— START OF TASK INPUT —

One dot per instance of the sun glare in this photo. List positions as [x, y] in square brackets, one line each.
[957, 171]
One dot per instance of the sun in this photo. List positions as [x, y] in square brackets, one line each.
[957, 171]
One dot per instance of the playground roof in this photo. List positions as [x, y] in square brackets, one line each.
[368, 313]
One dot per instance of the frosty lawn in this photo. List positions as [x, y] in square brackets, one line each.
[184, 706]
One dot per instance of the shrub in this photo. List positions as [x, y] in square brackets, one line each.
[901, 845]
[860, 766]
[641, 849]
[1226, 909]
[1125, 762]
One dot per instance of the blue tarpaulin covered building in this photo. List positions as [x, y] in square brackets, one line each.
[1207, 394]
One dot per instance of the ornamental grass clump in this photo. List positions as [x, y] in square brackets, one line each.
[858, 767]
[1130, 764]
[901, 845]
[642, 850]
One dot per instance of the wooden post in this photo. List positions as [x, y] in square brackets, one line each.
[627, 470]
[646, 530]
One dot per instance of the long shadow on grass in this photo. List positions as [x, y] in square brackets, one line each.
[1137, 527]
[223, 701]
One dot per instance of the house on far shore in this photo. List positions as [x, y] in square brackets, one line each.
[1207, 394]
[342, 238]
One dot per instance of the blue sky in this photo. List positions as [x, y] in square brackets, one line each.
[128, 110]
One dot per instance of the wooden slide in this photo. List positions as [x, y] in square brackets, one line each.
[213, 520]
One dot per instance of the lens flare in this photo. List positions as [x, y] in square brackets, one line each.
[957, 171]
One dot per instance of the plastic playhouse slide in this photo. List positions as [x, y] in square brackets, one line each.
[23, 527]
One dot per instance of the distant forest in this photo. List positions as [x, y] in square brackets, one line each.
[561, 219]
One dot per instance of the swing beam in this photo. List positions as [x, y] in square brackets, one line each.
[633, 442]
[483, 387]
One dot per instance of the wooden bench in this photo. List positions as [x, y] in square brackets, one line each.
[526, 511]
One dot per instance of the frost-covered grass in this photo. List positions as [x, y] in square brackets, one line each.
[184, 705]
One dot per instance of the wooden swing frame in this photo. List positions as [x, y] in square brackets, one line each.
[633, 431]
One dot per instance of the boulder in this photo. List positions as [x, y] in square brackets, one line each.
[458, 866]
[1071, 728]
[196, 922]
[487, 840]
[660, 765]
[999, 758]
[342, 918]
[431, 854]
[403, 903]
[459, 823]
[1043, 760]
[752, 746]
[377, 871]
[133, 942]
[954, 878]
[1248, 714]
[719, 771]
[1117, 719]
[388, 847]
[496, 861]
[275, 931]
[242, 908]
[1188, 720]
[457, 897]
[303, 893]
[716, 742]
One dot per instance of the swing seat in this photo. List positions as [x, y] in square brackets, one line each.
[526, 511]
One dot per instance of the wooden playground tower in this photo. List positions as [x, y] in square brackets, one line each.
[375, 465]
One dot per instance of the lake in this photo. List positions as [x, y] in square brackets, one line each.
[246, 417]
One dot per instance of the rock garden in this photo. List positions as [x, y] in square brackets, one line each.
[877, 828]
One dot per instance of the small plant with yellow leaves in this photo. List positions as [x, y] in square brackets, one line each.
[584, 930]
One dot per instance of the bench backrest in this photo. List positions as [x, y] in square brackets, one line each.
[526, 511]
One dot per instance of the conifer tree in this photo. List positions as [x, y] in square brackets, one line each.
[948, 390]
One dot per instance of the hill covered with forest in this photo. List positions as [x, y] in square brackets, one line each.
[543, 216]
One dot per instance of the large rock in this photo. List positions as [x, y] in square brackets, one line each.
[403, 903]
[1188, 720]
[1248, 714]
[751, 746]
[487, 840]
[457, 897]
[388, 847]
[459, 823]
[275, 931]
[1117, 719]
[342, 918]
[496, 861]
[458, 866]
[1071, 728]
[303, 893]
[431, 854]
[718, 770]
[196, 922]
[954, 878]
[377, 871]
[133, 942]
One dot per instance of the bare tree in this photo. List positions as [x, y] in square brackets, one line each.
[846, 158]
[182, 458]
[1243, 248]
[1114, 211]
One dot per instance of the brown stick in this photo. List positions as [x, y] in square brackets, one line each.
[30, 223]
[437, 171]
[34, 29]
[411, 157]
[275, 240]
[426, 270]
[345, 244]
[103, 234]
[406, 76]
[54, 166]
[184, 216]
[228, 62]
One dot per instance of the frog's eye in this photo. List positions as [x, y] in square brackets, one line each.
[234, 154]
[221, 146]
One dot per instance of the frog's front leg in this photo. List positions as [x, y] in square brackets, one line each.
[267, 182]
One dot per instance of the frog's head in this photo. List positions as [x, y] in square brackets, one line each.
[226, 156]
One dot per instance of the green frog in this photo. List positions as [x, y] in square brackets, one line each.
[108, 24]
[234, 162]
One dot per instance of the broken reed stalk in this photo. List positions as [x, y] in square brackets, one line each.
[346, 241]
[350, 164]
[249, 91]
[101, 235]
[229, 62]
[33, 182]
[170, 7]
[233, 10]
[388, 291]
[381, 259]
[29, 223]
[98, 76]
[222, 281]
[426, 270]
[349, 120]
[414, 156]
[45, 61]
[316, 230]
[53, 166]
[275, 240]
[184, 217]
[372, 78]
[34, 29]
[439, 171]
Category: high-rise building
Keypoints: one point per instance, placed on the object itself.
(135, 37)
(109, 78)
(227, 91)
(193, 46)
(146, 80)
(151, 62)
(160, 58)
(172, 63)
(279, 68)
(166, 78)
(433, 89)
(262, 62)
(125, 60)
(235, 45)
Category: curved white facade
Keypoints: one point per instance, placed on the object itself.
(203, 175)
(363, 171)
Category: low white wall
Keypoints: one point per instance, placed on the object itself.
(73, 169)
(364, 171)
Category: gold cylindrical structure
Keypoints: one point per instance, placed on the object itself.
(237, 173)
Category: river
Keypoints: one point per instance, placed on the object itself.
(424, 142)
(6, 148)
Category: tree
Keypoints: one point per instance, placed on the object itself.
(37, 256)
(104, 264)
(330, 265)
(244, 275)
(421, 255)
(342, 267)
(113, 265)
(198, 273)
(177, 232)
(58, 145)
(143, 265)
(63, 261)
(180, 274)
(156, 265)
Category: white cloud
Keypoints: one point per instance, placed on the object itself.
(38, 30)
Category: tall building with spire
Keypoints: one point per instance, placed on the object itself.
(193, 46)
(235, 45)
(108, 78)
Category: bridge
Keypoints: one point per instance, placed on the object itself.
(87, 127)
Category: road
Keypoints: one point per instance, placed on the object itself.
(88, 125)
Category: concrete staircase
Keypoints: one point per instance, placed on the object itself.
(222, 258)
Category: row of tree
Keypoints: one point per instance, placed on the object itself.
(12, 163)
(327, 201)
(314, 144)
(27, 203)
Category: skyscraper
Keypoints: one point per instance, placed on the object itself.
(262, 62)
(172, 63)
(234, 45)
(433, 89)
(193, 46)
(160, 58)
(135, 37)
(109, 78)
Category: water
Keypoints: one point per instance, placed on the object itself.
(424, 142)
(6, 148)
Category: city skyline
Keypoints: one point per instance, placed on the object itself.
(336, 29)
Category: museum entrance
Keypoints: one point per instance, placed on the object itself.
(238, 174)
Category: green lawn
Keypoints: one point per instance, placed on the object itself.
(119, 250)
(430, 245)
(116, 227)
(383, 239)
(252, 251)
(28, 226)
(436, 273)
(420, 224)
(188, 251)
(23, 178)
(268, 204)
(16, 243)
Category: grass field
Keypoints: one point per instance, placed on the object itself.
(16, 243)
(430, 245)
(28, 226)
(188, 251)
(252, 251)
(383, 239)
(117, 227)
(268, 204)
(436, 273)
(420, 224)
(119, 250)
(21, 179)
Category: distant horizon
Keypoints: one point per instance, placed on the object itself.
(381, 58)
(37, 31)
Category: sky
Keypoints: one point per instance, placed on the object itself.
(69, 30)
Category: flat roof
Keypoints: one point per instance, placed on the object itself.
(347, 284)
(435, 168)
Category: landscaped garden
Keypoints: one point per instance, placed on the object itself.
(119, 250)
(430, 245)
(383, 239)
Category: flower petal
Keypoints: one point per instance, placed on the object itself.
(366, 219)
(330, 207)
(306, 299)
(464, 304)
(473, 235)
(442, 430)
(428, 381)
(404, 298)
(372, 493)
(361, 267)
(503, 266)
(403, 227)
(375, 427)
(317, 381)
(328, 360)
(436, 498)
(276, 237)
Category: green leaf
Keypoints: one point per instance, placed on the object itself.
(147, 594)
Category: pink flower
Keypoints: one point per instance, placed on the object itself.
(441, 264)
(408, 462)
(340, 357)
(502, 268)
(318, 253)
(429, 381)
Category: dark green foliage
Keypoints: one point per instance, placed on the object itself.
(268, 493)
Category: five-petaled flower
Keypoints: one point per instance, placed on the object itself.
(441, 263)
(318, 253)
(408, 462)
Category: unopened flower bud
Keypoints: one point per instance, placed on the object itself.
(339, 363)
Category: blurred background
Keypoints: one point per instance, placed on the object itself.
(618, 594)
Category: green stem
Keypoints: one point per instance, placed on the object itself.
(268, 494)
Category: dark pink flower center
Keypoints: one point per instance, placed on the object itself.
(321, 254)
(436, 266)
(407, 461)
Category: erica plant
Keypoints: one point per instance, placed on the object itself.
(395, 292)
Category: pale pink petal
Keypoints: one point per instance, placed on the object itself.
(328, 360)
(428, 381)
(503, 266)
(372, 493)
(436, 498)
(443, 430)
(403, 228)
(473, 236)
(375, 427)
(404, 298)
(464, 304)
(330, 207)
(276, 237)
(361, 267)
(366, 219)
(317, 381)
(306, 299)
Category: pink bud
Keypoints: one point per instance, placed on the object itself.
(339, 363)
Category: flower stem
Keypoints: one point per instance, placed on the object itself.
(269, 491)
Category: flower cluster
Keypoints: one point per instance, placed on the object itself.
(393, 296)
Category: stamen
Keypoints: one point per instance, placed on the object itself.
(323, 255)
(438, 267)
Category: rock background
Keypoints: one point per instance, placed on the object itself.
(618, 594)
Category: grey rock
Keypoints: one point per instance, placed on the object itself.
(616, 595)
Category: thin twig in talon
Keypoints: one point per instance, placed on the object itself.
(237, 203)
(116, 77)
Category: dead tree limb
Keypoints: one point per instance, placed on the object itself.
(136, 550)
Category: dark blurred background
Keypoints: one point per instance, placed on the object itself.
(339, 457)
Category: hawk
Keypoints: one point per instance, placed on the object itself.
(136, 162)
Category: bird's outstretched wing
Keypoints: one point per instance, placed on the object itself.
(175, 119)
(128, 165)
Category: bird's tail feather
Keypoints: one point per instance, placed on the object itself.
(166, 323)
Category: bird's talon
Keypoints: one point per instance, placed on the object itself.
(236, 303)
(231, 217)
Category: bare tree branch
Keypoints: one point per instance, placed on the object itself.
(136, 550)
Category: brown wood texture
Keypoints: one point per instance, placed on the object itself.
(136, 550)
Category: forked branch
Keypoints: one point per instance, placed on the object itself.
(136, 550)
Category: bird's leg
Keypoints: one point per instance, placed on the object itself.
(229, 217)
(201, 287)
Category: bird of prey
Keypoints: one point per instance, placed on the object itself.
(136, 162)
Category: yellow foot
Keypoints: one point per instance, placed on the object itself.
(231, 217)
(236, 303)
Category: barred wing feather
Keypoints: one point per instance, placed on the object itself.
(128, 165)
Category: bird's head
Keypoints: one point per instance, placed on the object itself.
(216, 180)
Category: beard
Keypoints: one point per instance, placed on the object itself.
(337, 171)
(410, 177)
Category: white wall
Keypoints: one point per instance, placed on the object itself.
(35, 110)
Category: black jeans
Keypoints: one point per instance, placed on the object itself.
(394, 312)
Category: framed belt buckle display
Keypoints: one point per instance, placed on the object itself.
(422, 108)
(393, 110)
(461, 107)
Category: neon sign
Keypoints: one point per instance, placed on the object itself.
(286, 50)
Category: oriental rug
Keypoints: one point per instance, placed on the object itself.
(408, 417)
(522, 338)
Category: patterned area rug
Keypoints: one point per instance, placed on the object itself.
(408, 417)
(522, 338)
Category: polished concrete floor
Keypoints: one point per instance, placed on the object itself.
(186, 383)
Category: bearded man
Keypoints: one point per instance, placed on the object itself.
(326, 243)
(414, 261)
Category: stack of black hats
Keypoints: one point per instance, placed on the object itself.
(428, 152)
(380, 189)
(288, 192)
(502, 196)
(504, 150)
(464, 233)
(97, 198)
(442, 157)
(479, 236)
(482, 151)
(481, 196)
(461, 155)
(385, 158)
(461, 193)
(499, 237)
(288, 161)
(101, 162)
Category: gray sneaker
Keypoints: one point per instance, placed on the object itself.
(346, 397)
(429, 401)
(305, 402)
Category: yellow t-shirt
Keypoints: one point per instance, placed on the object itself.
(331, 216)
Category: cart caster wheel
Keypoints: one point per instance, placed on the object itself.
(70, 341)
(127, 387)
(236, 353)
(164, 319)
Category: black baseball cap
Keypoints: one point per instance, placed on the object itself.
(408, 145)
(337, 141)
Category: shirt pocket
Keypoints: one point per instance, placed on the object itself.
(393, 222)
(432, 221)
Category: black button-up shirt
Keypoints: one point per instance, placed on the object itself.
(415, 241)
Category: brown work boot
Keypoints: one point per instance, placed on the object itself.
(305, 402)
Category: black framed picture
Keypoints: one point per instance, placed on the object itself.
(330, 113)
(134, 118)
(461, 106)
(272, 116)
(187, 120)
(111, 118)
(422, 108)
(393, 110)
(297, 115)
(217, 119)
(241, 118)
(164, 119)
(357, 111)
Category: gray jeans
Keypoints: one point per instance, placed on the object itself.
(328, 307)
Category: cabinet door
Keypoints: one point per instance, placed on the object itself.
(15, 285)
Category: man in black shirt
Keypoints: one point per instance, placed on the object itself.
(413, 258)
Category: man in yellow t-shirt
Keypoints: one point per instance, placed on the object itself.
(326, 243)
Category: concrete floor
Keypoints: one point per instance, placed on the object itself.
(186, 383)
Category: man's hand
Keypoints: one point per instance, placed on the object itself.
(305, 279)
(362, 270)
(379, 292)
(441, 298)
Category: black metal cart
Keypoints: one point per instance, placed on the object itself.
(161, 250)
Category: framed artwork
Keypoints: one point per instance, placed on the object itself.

— END OF TASK INPUT —

**SHORT EXERCISE:** Copy out the entries from the line containing "Category: concrete floor" through the end of the entries, swapping "framed artwork" for "framed painting" and leaving everything else unchanged.

**EXPECTED ANSWER:**
Category: concrete floor
Keypoints: one point per instance, placed on the object itself.
(186, 383)
Category: man's hand
Keypoints: one point per instance, placed on the object itself.
(305, 279)
(362, 270)
(379, 292)
(441, 298)
Category: black metal cart
Keypoints: one point per instance, placed on the object itself.
(161, 250)
Category: framed painting
Keypoints: one point per instance, placed on the object itself.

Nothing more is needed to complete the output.